* **DESCRIPTION OF THE TASK**
Put the stretch from the line containing "of the bare" through the end of the items below into a JSON list of strings, one per line, with blank lines omitted. Leave the pictures out.

## Start INPUT DATA

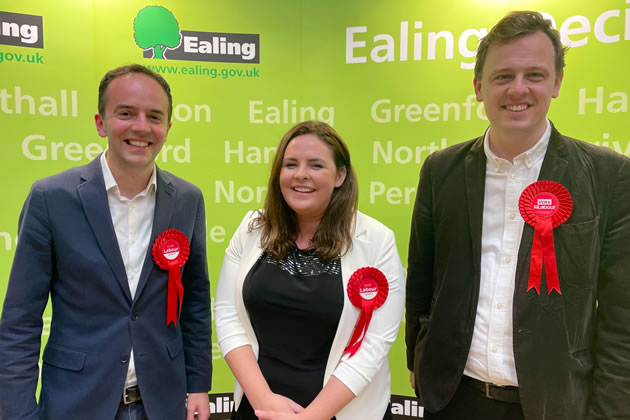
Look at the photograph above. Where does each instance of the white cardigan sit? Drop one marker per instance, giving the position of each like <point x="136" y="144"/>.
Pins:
<point x="366" y="373"/>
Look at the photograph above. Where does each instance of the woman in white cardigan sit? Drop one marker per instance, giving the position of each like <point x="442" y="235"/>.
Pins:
<point x="282" y="311"/>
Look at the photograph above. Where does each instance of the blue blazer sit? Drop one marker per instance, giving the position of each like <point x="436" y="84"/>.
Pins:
<point x="67" y="249"/>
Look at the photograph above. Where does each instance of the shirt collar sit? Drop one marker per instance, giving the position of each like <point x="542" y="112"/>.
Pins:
<point x="529" y="157"/>
<point x="111" y="184"/>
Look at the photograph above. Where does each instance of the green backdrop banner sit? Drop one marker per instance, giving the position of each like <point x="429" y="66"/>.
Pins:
<point x="394" y="78"/>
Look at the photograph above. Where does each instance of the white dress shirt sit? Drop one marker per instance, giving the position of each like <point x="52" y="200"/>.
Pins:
<point x="133" y="221"/>
<point x="491" y="356"/>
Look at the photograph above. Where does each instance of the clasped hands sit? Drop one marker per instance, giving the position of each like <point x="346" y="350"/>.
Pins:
<point x="278" y="407"/>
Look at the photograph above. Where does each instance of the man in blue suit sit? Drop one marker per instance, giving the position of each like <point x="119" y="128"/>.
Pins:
<point x="85" y="239"/>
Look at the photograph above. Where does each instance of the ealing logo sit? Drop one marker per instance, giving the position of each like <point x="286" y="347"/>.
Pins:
<point x="156" y="30"/>
<point x="21" y="30"/>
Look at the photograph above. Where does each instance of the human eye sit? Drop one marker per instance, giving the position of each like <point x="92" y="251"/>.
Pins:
<point x="124" y="113"/>
<point x="503" y="77"/>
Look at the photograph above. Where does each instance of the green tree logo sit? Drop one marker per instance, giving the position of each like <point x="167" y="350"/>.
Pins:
<point x="156" y="27"/>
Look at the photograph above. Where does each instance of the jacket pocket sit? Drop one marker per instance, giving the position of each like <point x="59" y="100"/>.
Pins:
<point x="174" y="347"/>
<point x="64" y="357"/>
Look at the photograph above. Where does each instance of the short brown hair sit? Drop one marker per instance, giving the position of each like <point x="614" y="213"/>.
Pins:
<point x="131" y="68"/>
<point x="517" y="24"/>
<point x="277" y="220"/>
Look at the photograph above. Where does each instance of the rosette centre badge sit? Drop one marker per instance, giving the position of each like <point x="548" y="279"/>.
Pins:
<point x="367" y="290"/>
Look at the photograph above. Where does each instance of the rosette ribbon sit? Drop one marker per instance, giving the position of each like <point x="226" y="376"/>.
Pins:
<point x="367" y="290"/>
<point x="544" y="205"/>
<point x="170" y="251"/>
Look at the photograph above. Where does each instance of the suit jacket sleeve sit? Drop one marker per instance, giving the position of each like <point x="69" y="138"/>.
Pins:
<point x="25" y="301"/>
<point x="420" y="262"/>
<point x="610" y="398"/>
<point x="196" y="320"/>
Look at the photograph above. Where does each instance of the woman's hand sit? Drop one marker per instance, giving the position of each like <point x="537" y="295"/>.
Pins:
<point x="274" y="415"/>
<point x="280" y="404"/>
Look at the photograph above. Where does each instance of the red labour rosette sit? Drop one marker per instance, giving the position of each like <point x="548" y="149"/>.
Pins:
<point x="170" y="252"/>
<point x="367" y="290"/>
<point x="544" y="205"/>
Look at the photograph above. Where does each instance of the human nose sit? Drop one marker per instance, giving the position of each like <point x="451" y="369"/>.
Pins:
<point x="140" y="124"/>
<point x="518" y="87"/>
<point x="301" y="172"/>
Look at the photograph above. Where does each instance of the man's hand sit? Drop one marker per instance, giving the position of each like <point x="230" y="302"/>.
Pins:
<point x="200" y="404"/>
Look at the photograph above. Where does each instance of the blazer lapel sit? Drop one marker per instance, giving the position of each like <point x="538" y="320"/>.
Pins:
<point x="165" y="196"/>
<point x="93" y="197"/>
<point x="553" y="169"/>
<point x="475" y="182"/>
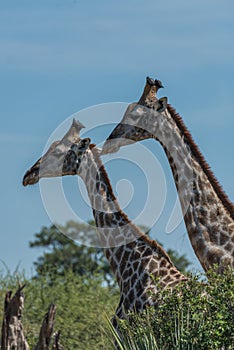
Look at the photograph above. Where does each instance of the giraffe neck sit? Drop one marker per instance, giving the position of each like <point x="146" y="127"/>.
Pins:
<point x="208" y="213"/>
<point x="133" y="257"/>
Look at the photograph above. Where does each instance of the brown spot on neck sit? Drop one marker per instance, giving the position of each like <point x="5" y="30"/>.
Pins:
<point x="201" y="160"/>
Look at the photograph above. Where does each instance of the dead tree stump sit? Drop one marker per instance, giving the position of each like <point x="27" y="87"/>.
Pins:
<point x="46" y="329"/>
<point x="12" y="328"/>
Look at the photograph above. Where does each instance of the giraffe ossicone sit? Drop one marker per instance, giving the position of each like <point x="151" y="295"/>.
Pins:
<point x="139" y="264"/>
<point x="208" y="212"/>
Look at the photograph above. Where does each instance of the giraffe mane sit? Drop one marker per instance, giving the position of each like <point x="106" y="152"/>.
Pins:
<point x="141" y="234"/>
<point x="201" y="160"/>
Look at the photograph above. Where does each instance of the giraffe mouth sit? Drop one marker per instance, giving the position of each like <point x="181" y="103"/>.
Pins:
<point x="31" y="176"/>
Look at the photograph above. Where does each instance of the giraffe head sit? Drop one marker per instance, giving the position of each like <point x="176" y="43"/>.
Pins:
<point x="134" y="125"/>
<point x="62" y="158"/>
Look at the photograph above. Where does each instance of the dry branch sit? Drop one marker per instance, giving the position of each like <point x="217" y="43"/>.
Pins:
<point x="12" y="328"/>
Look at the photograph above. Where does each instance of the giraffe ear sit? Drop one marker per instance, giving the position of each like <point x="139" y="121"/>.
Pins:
<point x="162" y="104"/>
<point x="73" y="133"/>
<point x="84" y="143"/>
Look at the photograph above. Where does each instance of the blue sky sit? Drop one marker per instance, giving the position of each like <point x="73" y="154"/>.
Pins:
<point x="59" y="57"/>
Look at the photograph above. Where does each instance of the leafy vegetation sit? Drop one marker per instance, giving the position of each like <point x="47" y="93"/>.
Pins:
<point x="194" y="315"/>
<point x="78" y="279"/>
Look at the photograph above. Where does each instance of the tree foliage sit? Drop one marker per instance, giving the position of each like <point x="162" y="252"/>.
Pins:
<point x="63" y="252"/>
<point x="194" y="315"/>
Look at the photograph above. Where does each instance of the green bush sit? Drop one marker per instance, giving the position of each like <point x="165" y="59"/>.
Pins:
<point x="194" y="315"/>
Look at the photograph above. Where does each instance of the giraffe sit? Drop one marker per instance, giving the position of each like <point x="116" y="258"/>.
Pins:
<point x="208" y="213"/>
<point x="139" y="264"/>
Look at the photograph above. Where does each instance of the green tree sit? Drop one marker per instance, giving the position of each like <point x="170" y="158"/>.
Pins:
<point x="64" y="252"/>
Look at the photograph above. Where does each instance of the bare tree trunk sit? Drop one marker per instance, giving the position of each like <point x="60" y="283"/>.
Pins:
<point x="12" y="328"/>
<point x="56" y="344"/>
<point x="46" y="329"/>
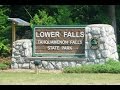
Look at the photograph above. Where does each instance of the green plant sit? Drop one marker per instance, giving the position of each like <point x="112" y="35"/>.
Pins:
<point x="111" y="66"/>
<point x="3" y="66"/>
<point x="42" y="18"/>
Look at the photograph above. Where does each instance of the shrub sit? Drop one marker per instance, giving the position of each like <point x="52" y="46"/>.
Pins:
<point x="3" y="66"/>
<point x="110" y="66"/>
<point x="7" y="61"/>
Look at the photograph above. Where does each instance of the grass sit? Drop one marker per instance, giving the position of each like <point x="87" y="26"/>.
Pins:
<point x="57" y="78"/>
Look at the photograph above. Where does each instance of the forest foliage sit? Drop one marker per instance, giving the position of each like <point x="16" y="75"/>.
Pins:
<point x="52" y="15"/>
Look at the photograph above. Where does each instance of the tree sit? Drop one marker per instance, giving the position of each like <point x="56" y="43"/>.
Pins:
<point x="113" y="17"/>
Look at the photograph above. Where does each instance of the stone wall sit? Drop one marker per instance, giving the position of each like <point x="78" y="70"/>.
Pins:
<point x="106" y="49"/>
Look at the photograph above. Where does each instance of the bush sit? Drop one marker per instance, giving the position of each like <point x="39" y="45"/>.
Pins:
<point x="3" y="66"/>
<point x="110" y="66"/>
<point x="7" y="61"/>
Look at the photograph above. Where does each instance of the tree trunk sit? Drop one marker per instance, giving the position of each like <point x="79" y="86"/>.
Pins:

## End INPUT DATA

* **RESULT OF THE EXERCISE**
[
  "Look at the photograph above. Where does each instance of the bare tree trunk sit? Drop one marker per instance, giving the position of each like <point x=\"60\" y=\"283\"/>.",
  "Pins:",
  "<point x=\"12\" y=\"328\"/>",
  "<point x=\"56\" y=\"344\"/>",
  "<point x=\"46\" y=\"329\"/>",
  "Look at the photograph above. Where does each instance of the green plant sit? Drop one marker per instance, giving the position of each like <point x=\"112\" y=\"35\"/>.",
  "Pins:",
  "<point x=\"111\" y=\"66\"/>",
  "<point x=\"3\" y=\"66\"/>",
  "<point x=\"42\" y=\"18\"/>",
  "Look at the photograph above. Where does each instance of the shrub sit? Drop one marker per instance, giving the position of each like <point x=\"52\" y=\"46\"/>.",
  "Pins:",
  "<point x=\"3\" y=\"66\"/>",
  "<point x=\"110\" y=\"66\"/>",
  "<point x=\"7\" y=\"61\"/>",
  "Look at the photograph above. Where does each instance of the grass sit? Drop one marker per instance, giving the position of each like <point x=\"87\" y=\"26\"/>.",
  "Pins:",
  "<point x=\"57\" y=\"78\"/>",
  "Look at the photograph above. Where does each instance of the forest foliage sit? Drop one marker per instance, giving the position of each like <point x=\"16\" y=\"75\"/>.",
  "Pins:",
  "<point x=\"52\" y=\"15\"/>",
  "Look at the photograph above. Where does each instance of the tree sit? Drop one marker per instance, giving the position of each like <point x=\"56\" y=\"43\"/>.",
  "Pins:",
  "<point x=\"113\" y=\"17\"/>",
  "Look at the photograph above. Where does each instance of the stone wall sit? Drop one marker per instance, giving the position of each like <point x=\"78\" y=\"70\"/>.",
  "Pins:",
  "<point x=\"106\" y=\"49\"/>",
  "Look at the photograph above. Where does each instance of the bush sit? Drop one marker per instance, giving the position of each like <point x=\"39\" y=\"45\"/>.",
  "Pins:",
  "<point x=\"3\" y=\"66\"/>",
  "<point x=\"110\" y=\"66\"/>",
  "<point x=\"7\" y=\"61\"/>",
  "Look at the photograph above. Where does each instance of the tree trunk sit? Drop one marker per instance, giving the position of each like <point x=\"79\" y=\"86\"/>.",
  "Pins:"
]